═════ Data listing
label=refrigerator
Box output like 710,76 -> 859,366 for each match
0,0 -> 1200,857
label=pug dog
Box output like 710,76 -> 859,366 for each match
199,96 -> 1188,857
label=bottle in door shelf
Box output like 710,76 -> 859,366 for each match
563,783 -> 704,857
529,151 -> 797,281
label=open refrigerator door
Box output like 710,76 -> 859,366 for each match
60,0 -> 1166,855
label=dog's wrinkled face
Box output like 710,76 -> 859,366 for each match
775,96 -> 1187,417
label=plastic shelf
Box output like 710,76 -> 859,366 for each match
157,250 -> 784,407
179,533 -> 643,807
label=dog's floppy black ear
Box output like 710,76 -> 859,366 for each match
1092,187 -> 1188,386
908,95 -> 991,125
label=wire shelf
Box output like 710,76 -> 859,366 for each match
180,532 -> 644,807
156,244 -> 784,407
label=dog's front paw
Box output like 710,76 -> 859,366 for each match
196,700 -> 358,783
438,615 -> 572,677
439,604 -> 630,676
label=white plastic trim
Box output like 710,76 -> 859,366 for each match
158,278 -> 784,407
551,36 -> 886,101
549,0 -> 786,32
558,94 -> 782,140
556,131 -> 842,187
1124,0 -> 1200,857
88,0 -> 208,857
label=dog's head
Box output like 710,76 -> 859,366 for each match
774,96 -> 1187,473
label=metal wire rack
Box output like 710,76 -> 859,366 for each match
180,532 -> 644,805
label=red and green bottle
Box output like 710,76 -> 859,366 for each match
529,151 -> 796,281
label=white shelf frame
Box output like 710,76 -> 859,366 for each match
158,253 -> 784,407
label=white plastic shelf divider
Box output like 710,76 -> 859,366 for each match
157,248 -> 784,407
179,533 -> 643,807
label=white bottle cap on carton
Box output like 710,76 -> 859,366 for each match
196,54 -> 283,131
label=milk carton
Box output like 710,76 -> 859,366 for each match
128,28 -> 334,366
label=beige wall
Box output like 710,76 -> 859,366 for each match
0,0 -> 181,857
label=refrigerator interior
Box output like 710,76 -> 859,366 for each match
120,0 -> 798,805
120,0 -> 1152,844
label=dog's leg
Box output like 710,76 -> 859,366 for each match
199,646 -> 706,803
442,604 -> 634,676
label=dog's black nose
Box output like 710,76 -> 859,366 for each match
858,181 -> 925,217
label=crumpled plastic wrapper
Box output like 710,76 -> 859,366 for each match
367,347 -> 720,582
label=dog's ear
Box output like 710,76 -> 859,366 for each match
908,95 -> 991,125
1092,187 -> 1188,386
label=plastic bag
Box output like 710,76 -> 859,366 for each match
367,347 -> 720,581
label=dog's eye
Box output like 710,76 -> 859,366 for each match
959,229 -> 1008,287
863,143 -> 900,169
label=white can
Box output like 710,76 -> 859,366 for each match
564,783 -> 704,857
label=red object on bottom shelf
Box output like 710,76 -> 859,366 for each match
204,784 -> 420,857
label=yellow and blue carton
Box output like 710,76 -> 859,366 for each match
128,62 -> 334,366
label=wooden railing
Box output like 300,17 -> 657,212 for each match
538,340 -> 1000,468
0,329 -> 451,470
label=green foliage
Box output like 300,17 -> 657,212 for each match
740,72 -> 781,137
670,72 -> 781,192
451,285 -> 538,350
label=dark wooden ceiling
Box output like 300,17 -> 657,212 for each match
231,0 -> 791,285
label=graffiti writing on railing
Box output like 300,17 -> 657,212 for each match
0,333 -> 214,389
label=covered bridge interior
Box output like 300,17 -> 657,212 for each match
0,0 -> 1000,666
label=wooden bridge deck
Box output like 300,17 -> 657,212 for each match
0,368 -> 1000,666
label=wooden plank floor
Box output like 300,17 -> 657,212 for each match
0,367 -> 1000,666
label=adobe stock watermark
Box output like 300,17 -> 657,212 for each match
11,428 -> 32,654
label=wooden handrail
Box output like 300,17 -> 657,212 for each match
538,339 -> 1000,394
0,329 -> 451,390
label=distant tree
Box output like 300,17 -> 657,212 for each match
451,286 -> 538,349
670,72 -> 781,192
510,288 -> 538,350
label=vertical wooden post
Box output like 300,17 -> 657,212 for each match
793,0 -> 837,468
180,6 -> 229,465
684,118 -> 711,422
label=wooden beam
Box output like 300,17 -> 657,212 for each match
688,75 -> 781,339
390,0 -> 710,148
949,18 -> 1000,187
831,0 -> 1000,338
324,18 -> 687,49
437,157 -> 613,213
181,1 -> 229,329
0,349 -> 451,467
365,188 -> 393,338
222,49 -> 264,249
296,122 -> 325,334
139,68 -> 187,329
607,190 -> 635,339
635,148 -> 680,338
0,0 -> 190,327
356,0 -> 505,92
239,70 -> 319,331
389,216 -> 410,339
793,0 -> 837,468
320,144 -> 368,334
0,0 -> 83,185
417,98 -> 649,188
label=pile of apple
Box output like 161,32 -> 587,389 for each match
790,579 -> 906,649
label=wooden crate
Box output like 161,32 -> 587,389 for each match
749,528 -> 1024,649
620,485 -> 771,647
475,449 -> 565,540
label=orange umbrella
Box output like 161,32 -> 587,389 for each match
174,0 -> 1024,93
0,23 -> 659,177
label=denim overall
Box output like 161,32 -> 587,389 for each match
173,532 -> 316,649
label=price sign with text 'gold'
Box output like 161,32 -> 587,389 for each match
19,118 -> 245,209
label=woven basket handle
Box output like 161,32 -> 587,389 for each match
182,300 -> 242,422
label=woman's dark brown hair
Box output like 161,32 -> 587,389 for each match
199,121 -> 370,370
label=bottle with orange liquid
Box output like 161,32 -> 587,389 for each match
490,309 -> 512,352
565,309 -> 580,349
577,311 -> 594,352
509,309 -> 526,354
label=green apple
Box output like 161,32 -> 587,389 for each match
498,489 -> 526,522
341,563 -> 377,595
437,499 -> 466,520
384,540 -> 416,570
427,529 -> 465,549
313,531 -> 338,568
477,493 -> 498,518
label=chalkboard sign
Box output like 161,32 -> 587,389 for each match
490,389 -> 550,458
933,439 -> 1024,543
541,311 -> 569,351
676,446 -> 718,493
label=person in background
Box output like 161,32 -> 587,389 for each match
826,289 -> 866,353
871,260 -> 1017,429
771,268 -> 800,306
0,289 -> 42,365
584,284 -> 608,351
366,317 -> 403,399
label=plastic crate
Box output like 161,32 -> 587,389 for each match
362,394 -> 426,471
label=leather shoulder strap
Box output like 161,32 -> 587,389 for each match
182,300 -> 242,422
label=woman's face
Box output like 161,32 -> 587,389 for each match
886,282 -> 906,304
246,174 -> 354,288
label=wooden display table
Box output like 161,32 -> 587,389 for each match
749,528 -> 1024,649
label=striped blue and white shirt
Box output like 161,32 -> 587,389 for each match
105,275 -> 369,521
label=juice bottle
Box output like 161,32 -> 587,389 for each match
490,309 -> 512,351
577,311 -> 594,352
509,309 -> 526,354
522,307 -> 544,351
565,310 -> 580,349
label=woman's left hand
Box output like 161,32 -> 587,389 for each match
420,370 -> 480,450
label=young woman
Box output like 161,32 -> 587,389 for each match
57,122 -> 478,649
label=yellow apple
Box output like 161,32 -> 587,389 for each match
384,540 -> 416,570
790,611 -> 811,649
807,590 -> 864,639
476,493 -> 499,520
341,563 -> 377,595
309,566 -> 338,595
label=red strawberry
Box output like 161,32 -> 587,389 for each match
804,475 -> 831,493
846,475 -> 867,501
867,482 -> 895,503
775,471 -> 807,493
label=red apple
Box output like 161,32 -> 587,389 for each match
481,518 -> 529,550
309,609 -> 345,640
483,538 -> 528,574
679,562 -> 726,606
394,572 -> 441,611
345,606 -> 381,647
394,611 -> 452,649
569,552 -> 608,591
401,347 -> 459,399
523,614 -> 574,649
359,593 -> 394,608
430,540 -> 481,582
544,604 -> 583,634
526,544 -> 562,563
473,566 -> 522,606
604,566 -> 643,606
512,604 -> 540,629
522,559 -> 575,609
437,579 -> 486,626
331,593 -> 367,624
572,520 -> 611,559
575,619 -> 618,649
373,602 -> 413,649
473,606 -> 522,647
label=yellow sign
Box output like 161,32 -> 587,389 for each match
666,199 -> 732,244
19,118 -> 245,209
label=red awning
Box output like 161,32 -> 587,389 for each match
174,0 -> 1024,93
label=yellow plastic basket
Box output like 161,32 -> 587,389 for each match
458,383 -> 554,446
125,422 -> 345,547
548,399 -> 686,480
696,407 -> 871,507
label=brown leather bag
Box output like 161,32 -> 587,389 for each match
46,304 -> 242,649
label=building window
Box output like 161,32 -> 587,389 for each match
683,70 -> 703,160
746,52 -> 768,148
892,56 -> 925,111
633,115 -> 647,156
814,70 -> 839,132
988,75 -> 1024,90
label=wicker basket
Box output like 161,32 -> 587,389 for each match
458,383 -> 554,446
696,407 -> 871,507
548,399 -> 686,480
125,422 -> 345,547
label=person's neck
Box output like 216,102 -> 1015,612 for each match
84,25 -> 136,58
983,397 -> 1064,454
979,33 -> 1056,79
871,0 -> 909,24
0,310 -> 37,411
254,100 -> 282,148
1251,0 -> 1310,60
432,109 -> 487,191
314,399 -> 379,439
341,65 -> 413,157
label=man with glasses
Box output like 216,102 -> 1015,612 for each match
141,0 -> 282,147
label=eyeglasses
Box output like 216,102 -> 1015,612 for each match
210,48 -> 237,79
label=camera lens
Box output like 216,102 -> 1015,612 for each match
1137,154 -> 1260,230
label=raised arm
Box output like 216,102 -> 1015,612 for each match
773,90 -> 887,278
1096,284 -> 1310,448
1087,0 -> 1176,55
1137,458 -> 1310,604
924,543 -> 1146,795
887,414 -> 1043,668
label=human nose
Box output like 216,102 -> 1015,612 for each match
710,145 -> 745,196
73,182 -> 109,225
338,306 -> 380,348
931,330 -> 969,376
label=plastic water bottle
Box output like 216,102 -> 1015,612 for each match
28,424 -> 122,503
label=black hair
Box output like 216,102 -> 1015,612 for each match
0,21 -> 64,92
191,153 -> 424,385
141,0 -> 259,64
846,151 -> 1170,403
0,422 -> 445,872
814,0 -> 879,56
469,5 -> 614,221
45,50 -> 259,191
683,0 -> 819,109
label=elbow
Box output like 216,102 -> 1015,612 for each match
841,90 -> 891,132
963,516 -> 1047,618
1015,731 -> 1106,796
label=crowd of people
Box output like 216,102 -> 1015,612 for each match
══════════
Directions for this task —
Please copy the lines from the line with "label=person in background" up to and including the line with "246,174 -> 354,288", reproducing them unchanged.

Written solution —
label=person in background
Box output like 161,32 -> 587,389 for each match
826,289 -> 866,353
871,260 -> 1017,429
771,268 -> 800,306
0,289 -> 42,365
584,284 -> 608,351
366,317 -> 403,399
label=plastic crate
Box output like 161,32 -> 587,389 for each match
362,394 -> 426,471
label=leather shoulder strap
Box output like 161,32 -> 587,389 for each match
182,300 -> 242,422
label=woman's face
Box output like 161,32 -> 587,389 for each match
886,282 -> 906,304
246,174 -> 354,288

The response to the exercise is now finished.